**Directions for this task**
How many of the lines below contain the string "street"? Case matters; reply with the number alone.

**Exercise materials**
====

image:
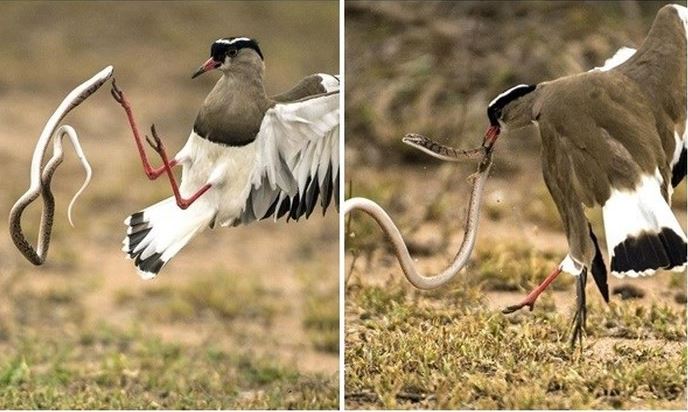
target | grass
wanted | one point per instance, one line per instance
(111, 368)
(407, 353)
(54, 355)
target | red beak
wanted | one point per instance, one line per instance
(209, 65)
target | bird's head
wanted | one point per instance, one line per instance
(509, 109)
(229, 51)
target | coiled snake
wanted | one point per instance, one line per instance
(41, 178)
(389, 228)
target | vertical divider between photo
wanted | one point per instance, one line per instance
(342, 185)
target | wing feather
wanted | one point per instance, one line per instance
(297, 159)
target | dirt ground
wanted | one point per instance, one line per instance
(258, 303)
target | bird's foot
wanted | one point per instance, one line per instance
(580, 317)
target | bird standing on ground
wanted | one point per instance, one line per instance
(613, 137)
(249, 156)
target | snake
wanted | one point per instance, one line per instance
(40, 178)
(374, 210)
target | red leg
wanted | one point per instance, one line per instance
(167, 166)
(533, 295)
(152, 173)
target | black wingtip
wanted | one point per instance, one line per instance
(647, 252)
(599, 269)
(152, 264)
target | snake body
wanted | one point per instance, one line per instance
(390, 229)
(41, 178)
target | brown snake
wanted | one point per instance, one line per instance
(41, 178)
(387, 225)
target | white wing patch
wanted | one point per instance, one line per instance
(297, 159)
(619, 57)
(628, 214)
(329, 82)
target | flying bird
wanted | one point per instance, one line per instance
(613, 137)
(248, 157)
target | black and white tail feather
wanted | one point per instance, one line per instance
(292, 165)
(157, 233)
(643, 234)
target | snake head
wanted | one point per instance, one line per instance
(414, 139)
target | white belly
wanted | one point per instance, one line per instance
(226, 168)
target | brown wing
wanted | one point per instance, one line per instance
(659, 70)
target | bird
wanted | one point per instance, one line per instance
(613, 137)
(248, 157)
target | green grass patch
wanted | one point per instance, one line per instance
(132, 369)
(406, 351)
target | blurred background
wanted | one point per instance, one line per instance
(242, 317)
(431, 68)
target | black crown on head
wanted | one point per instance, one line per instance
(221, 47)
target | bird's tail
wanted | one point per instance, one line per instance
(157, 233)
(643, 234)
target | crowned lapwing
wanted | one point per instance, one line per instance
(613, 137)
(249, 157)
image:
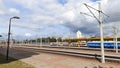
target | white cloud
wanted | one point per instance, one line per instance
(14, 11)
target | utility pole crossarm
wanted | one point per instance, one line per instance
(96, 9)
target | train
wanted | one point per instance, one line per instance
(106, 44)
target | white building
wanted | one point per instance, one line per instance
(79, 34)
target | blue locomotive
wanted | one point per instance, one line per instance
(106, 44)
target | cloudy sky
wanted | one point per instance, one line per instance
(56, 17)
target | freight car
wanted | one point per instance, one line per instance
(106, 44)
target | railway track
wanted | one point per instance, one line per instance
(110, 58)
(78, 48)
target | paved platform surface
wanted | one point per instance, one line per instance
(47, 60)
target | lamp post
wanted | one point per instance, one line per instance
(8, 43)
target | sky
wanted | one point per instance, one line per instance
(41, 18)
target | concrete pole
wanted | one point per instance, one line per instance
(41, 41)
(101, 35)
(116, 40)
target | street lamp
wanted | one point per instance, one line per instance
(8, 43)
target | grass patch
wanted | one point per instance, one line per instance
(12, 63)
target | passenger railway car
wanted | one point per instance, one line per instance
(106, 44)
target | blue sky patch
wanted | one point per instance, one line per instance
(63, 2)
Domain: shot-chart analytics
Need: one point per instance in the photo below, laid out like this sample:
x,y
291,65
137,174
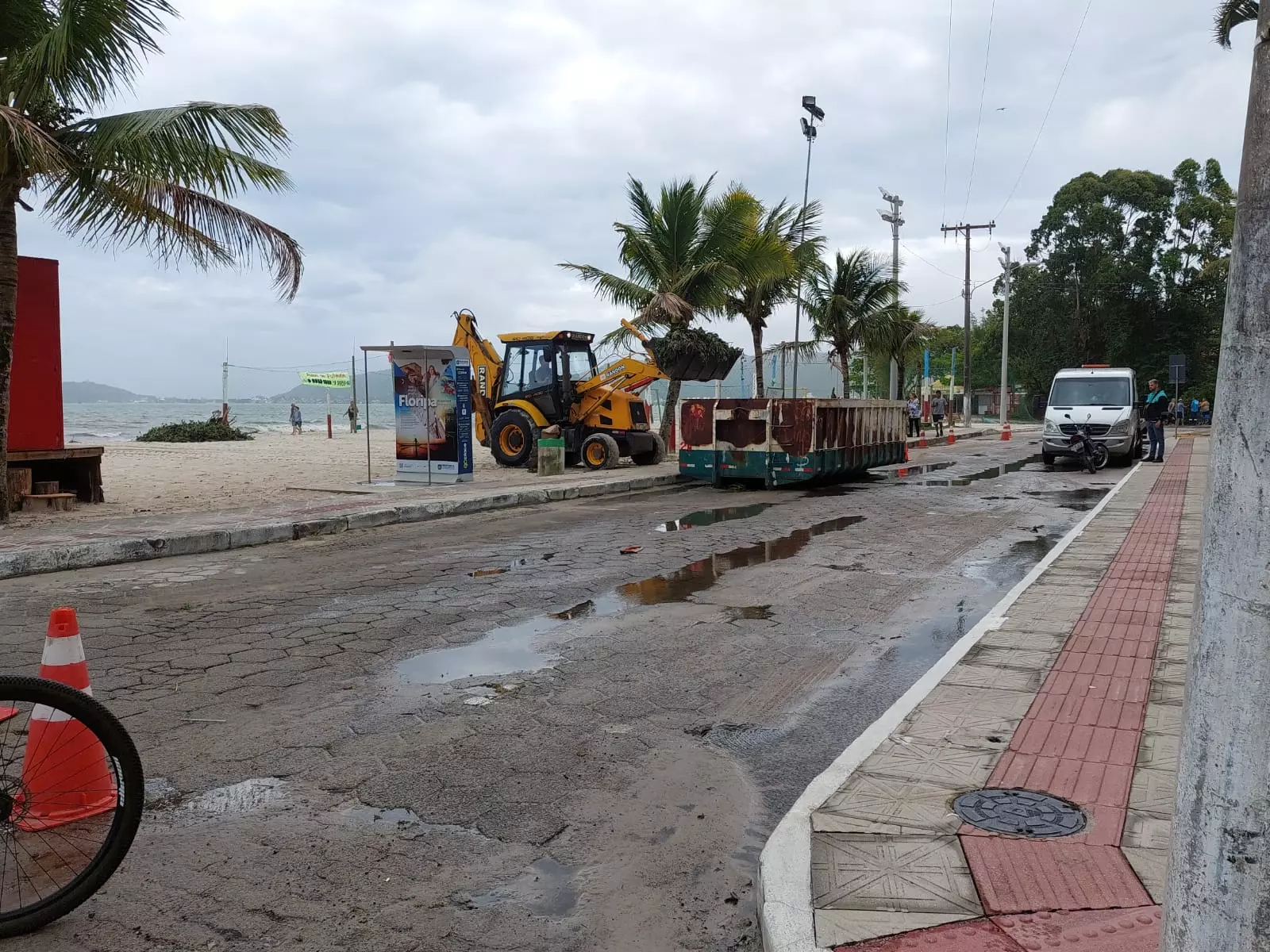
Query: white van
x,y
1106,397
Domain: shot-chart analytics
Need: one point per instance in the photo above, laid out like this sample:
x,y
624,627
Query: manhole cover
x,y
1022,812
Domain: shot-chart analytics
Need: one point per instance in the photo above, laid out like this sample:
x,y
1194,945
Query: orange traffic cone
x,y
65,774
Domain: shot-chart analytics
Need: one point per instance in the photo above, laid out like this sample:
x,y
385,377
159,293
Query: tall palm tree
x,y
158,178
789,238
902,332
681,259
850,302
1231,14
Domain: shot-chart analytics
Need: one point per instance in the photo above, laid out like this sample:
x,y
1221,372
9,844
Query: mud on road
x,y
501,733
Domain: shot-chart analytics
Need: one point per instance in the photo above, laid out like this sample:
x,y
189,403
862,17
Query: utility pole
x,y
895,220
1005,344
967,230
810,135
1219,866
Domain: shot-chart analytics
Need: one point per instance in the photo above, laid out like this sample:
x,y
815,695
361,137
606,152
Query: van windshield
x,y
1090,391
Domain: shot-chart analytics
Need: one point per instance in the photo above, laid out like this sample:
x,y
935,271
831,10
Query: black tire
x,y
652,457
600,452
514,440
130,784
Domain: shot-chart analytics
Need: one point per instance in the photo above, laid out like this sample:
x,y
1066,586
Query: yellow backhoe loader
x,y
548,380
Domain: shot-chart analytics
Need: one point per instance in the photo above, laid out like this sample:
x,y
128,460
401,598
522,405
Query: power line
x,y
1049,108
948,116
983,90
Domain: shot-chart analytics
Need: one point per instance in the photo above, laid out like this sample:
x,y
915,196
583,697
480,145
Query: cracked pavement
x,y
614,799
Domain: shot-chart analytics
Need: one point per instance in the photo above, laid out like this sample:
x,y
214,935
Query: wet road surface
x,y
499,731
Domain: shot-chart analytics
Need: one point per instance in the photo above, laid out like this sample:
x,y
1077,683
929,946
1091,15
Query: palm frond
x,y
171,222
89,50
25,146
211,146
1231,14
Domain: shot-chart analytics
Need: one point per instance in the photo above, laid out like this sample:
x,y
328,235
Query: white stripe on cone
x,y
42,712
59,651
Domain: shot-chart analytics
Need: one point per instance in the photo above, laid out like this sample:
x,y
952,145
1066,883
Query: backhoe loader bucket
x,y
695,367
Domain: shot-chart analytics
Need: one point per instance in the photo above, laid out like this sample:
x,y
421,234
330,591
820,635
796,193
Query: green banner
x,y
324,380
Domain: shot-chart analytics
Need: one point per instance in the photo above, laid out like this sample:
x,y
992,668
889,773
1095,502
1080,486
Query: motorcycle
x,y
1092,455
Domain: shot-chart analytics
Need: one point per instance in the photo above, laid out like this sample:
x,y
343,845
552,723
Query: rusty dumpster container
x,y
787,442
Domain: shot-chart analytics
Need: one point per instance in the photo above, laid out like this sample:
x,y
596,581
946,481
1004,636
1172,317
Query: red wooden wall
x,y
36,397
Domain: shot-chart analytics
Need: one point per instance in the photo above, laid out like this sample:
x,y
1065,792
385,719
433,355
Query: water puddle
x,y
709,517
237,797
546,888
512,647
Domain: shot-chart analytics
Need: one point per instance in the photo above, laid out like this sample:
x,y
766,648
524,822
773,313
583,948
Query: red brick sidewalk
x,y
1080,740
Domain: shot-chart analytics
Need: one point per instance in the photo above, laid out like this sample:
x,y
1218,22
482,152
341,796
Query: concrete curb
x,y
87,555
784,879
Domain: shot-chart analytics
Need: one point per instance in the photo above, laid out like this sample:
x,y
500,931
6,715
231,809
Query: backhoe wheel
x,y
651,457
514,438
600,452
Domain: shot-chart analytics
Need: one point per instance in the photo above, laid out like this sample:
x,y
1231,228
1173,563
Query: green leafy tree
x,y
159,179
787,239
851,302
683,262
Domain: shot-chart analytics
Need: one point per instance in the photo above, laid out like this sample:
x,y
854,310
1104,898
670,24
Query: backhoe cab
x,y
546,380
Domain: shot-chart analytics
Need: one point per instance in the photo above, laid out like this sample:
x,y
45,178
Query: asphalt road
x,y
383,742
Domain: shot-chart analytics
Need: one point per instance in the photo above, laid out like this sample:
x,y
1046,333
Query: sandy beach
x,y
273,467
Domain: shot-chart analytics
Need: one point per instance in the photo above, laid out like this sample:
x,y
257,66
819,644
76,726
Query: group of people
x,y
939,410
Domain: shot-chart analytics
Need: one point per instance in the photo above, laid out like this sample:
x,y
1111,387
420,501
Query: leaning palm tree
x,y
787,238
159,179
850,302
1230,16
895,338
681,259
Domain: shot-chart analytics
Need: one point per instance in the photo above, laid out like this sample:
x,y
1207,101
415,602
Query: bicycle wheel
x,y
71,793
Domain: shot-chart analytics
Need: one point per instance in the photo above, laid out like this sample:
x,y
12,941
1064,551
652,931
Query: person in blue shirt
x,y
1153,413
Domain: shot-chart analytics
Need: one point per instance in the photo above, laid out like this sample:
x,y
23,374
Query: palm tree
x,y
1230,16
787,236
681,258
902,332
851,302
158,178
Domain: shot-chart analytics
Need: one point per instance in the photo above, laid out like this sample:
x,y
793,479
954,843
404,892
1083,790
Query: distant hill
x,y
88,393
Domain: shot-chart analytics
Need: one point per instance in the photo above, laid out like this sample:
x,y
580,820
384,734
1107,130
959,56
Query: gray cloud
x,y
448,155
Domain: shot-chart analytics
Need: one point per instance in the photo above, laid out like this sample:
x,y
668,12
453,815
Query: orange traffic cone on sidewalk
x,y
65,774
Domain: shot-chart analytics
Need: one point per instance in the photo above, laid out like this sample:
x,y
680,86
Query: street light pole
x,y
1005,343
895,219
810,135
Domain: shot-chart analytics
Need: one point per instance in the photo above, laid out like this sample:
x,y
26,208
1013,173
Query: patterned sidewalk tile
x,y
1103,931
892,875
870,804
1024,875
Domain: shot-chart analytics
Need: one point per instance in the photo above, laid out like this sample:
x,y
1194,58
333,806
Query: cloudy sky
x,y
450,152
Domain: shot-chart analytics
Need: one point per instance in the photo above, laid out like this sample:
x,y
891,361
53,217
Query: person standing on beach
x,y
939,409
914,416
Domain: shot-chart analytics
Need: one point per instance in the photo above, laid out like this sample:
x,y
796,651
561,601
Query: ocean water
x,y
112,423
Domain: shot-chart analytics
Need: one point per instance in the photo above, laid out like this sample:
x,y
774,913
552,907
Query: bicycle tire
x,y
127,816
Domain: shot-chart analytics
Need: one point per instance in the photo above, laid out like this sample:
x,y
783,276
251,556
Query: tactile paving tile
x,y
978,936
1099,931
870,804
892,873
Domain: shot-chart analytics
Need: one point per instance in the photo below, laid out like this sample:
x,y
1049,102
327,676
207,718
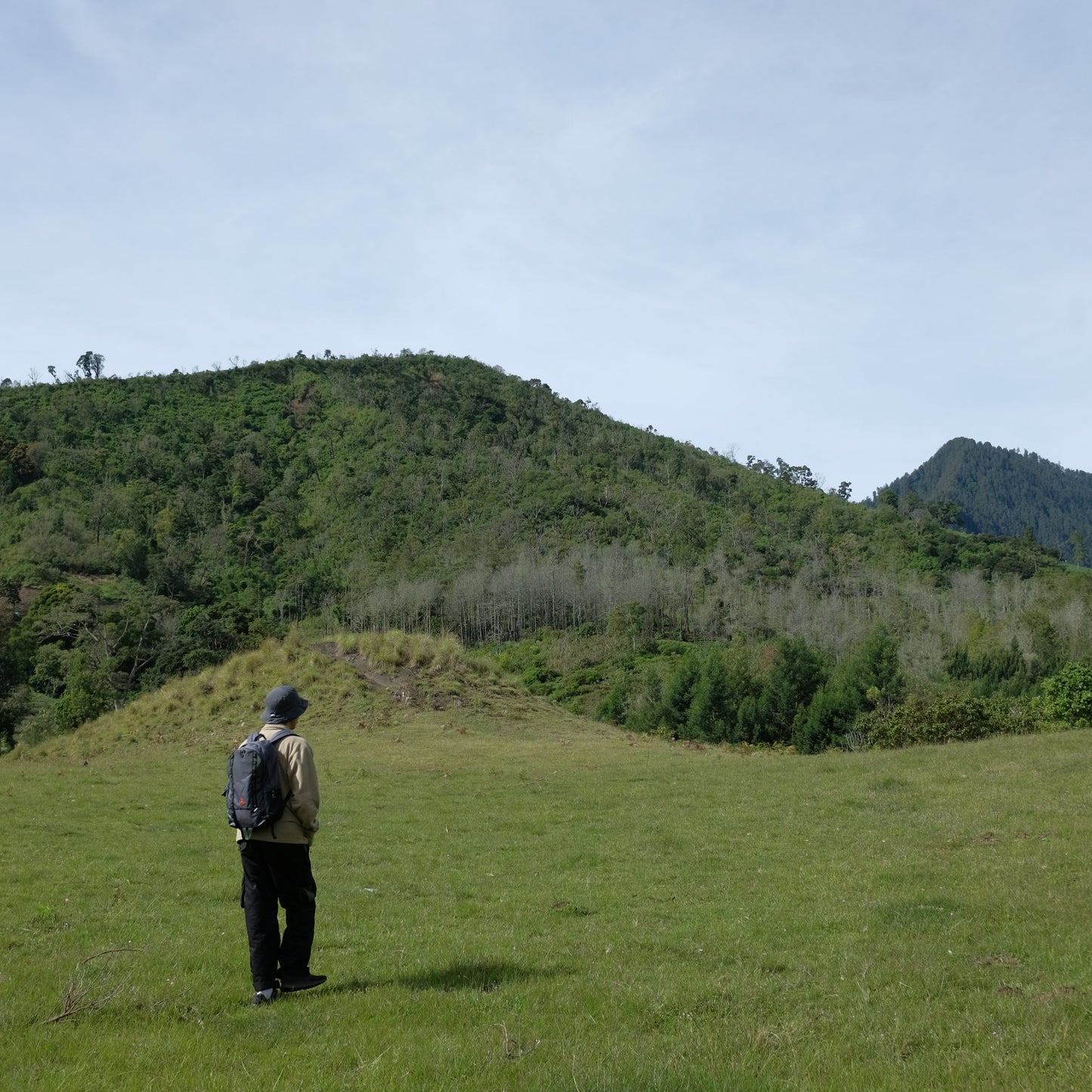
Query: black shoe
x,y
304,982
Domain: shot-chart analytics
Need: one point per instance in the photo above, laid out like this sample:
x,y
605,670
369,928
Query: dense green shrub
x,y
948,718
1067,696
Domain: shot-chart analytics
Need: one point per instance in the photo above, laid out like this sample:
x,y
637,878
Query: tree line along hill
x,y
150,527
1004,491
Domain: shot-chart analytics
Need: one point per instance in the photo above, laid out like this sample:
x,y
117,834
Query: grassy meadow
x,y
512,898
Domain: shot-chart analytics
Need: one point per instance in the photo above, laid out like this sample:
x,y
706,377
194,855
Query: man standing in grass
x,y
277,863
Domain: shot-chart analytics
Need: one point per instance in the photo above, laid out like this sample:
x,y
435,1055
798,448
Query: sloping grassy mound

====

**Answer in full**
2